Records:
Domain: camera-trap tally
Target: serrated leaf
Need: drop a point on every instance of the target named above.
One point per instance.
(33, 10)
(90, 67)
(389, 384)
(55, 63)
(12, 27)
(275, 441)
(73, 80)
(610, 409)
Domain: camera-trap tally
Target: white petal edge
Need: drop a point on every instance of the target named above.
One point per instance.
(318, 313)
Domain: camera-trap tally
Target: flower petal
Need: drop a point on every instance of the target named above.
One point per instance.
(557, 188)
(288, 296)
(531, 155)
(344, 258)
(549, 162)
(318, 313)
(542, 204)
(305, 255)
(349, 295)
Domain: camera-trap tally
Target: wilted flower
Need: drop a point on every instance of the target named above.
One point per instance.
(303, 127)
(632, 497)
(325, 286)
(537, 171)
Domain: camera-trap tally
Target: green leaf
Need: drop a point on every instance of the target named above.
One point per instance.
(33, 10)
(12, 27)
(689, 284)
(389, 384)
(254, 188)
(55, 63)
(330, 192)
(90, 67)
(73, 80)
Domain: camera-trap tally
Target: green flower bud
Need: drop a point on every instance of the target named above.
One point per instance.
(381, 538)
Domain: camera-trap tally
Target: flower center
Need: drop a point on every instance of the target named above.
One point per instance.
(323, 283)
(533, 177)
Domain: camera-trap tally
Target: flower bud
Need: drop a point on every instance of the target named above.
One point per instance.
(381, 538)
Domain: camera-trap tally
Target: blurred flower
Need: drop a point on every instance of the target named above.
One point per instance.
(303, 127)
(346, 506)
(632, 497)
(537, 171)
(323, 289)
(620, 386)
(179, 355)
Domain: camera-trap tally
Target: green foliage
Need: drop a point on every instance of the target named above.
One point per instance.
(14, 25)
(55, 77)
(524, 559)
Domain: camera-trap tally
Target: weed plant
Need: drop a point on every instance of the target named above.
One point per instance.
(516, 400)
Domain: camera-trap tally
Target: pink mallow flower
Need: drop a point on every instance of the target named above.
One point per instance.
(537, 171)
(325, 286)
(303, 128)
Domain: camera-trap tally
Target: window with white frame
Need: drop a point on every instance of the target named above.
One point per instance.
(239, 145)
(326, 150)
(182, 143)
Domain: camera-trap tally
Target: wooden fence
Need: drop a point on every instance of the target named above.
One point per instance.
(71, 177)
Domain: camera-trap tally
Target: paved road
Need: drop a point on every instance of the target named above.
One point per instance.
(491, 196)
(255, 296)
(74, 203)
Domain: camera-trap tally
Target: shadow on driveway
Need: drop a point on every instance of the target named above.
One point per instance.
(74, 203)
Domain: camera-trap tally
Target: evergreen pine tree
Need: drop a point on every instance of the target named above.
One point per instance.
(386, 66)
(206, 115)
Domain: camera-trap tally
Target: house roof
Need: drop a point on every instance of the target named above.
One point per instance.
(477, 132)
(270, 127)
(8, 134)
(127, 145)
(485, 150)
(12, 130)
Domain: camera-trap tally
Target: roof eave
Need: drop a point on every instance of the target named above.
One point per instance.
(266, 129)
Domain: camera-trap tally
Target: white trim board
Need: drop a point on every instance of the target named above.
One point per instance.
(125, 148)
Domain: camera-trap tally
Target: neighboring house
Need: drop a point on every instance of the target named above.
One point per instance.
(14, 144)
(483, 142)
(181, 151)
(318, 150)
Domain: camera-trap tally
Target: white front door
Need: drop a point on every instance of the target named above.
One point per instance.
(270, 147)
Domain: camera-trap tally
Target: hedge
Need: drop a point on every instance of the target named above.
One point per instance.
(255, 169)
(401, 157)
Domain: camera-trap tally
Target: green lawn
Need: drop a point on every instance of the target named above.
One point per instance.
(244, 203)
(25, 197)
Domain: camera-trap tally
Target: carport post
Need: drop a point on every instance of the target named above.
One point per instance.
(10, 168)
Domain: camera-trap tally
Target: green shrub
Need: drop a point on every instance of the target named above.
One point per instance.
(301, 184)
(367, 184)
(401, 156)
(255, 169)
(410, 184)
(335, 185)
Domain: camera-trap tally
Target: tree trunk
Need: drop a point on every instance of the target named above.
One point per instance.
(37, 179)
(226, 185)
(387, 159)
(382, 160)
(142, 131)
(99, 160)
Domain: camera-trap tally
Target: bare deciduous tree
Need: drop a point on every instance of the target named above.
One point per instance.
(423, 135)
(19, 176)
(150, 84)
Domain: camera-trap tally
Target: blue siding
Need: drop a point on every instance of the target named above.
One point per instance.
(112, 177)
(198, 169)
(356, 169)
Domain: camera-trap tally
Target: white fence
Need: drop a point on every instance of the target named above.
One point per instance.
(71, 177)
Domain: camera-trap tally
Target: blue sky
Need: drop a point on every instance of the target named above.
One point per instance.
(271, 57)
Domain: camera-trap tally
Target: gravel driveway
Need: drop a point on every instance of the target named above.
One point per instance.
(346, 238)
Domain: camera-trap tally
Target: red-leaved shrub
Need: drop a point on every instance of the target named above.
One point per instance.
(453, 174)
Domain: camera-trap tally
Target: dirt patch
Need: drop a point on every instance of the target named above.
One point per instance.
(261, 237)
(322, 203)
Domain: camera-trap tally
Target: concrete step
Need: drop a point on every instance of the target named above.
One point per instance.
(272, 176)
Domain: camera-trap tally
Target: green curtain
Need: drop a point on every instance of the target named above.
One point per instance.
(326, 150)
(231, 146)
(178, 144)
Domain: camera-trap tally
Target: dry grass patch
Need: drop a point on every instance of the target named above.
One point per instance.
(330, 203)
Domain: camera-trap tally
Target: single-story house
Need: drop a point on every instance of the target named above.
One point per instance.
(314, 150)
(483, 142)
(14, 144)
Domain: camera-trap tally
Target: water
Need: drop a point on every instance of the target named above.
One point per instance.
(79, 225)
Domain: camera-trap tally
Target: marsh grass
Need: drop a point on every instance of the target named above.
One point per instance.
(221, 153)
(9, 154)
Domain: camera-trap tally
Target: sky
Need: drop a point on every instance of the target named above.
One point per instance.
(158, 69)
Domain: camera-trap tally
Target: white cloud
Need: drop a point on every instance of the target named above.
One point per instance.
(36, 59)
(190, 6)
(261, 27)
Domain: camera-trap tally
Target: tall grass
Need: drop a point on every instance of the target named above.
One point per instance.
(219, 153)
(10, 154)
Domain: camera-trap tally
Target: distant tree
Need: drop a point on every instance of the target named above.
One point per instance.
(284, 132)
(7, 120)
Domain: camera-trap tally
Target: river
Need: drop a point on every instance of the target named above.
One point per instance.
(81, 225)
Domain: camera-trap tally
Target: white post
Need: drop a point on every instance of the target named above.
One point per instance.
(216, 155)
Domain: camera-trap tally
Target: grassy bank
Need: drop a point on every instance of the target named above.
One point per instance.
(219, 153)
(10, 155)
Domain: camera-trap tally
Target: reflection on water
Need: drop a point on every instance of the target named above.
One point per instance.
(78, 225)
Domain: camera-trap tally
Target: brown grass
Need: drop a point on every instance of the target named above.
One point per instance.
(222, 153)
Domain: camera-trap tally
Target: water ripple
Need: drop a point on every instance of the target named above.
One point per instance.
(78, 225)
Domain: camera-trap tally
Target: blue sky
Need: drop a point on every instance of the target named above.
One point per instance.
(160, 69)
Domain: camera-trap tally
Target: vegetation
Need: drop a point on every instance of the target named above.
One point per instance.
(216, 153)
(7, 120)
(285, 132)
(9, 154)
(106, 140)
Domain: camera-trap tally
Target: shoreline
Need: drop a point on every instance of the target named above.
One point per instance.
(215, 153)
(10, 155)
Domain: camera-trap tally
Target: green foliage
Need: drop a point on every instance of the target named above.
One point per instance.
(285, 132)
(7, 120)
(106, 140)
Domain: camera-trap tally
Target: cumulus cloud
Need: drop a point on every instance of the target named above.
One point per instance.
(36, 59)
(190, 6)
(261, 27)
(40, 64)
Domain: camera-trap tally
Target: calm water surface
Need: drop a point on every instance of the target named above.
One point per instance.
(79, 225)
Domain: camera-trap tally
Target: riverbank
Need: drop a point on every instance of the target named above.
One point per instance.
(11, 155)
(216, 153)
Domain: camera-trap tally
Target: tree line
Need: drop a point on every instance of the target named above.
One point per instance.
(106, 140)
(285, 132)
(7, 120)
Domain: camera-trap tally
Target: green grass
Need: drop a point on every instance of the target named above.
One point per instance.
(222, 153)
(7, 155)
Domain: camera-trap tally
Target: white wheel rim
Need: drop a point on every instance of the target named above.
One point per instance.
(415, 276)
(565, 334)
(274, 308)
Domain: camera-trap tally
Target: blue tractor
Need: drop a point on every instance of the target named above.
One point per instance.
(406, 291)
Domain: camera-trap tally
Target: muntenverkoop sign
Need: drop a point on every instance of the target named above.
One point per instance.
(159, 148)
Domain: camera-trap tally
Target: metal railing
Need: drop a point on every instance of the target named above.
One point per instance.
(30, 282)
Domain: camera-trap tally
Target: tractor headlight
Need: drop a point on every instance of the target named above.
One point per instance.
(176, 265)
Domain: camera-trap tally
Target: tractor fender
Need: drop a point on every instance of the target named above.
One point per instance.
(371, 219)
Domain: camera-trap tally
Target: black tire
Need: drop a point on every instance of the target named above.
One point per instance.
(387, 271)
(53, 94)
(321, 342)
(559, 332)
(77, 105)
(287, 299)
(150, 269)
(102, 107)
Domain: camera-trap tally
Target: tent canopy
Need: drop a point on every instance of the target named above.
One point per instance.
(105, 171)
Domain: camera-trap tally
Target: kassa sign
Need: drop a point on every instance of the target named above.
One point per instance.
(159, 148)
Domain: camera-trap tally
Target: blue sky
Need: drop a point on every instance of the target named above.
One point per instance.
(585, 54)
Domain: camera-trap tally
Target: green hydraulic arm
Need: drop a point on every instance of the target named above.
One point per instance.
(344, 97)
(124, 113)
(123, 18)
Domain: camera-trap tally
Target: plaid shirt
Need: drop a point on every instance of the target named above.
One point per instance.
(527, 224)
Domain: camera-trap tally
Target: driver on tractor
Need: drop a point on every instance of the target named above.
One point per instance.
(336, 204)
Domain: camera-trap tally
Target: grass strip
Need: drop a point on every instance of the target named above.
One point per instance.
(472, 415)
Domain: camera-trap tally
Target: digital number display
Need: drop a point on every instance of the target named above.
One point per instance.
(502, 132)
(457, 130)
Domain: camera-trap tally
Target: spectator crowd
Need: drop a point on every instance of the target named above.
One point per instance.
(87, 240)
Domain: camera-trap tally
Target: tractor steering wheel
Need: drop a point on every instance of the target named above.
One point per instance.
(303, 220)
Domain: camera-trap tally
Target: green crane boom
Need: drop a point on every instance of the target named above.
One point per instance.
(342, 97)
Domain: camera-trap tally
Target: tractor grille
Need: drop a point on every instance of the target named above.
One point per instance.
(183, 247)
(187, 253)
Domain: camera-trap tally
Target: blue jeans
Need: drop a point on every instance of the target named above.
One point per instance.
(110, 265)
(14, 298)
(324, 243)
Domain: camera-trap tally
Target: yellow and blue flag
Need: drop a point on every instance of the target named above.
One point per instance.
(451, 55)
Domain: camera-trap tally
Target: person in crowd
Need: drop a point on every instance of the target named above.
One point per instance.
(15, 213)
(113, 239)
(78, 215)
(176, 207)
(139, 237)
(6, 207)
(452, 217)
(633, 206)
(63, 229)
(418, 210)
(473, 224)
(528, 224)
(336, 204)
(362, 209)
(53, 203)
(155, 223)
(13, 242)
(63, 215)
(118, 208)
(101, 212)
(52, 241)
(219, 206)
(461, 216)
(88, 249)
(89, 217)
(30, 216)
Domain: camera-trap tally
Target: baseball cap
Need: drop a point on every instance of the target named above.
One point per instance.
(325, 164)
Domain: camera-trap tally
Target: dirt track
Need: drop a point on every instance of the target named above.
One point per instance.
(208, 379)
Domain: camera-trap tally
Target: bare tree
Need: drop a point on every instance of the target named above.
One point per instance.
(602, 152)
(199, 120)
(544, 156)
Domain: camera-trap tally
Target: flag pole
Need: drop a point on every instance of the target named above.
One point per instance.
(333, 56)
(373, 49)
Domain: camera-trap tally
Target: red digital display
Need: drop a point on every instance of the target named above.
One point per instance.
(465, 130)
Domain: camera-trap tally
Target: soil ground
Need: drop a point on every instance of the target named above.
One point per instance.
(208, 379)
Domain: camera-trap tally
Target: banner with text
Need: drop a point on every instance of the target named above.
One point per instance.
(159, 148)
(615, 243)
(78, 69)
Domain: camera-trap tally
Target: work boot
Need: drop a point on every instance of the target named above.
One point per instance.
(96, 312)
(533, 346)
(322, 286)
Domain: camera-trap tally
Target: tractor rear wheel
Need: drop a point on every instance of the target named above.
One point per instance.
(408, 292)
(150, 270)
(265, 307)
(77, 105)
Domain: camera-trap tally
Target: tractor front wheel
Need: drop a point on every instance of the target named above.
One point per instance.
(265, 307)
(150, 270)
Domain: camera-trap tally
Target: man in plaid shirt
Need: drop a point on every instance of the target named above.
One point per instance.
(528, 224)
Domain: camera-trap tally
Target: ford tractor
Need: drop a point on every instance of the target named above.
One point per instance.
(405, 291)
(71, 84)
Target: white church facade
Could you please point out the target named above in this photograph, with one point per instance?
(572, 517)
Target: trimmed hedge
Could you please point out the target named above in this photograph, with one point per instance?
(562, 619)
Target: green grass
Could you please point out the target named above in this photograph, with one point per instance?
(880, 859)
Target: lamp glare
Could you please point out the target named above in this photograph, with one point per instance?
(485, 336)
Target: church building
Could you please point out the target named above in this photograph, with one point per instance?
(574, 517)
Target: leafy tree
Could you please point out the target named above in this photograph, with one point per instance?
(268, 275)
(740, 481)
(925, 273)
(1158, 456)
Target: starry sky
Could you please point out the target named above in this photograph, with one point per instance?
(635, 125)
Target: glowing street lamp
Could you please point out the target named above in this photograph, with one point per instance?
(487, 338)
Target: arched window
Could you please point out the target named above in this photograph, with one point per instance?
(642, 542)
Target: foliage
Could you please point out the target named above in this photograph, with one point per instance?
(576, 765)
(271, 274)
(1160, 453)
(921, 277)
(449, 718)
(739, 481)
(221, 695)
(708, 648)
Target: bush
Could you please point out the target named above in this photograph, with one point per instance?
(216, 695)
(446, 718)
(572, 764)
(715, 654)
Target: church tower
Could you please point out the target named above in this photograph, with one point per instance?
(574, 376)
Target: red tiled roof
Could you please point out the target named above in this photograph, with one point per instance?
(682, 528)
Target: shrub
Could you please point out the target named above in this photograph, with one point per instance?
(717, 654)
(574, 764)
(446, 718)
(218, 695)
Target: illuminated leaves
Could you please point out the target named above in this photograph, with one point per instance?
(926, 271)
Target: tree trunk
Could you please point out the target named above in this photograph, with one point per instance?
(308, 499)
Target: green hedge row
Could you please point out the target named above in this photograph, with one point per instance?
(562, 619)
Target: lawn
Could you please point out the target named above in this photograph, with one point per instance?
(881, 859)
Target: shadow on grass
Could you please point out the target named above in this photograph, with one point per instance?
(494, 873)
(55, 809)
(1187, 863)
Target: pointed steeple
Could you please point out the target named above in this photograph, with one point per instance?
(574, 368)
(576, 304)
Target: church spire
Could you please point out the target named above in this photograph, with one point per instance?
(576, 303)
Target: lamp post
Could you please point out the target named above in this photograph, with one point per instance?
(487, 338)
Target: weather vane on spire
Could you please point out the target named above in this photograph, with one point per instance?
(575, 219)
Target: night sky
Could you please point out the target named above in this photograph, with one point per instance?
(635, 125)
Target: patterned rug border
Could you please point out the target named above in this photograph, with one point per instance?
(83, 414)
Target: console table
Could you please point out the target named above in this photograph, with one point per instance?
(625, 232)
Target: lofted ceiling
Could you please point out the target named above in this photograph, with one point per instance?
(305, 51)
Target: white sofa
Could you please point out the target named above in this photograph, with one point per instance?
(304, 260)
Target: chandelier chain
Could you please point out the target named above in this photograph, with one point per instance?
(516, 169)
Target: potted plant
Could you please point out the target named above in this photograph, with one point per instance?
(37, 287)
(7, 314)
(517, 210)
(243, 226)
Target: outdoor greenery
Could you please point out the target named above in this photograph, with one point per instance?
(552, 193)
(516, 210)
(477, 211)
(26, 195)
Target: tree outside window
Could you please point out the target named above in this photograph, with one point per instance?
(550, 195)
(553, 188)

Stated problem: Rescale the lines, starting at the one that has "Target: glowing street lamp" and stopping after the one that has "(1187, 863)". Write out every one of these lines and no others, requests included, but multiply each point coordinate by 2.15 and round it to a whole number, with halves rounded up.

Correct answer:
Target: glowing street lamp
Could you please point out the target named above in this photograph, with one point per instance?
(1047, 727)
Target: arched window
Could you please point out the target named above in this photograph, with one point per instance?
(1380, 1165)
Target: foliage
Could you please point out the target named above in this photograph, with one point per instance?
(1238, 1645)
(583, 589)
(2494, 974)
(1980, 596)
(965, 1544)
(1589, 1034)
(475, 1494)
(1522, 1393)
Target: bush
Could you please point out the target named above in this photograph, with one point per instance?
(464, 1494)
(959, 1544)
(1230, 1643)
(1537, 1406)
Target: church tower
Could you please point out the target named above in this photograph, with one point per instance?
(1234, 808)
Target: red tiled roof
Could you please point out the target named above in this photograph, with one point per instance?
(1466, 1135)
Target: shrub
Could you please point out the target named above in this photograph, with one point per instance?
(1542, 1406)
(1234, 1643)
(959, 1544)
(469, 1494)
Target: illuminated leaves
Could you please point out the target named above in this photograph, with one point per instance?
(1991, 583)
Target: tree trunk
Could you please point out the target named above in this photograph, with one point per instance?
(662, 1073)
Target: green hedge row
Could you please point out the target named above in this photograph, with one point per instance?
(1208, 1331)
Target: lawn
Could you please point out the target named above in this photograph, with one point per instance?
(1894, 1847)
Target: shadow on grass
Could you please point out the target named above in this photograph, with one point per instance?
(1062, 1877)
(118, 1739)
(2552, 1855)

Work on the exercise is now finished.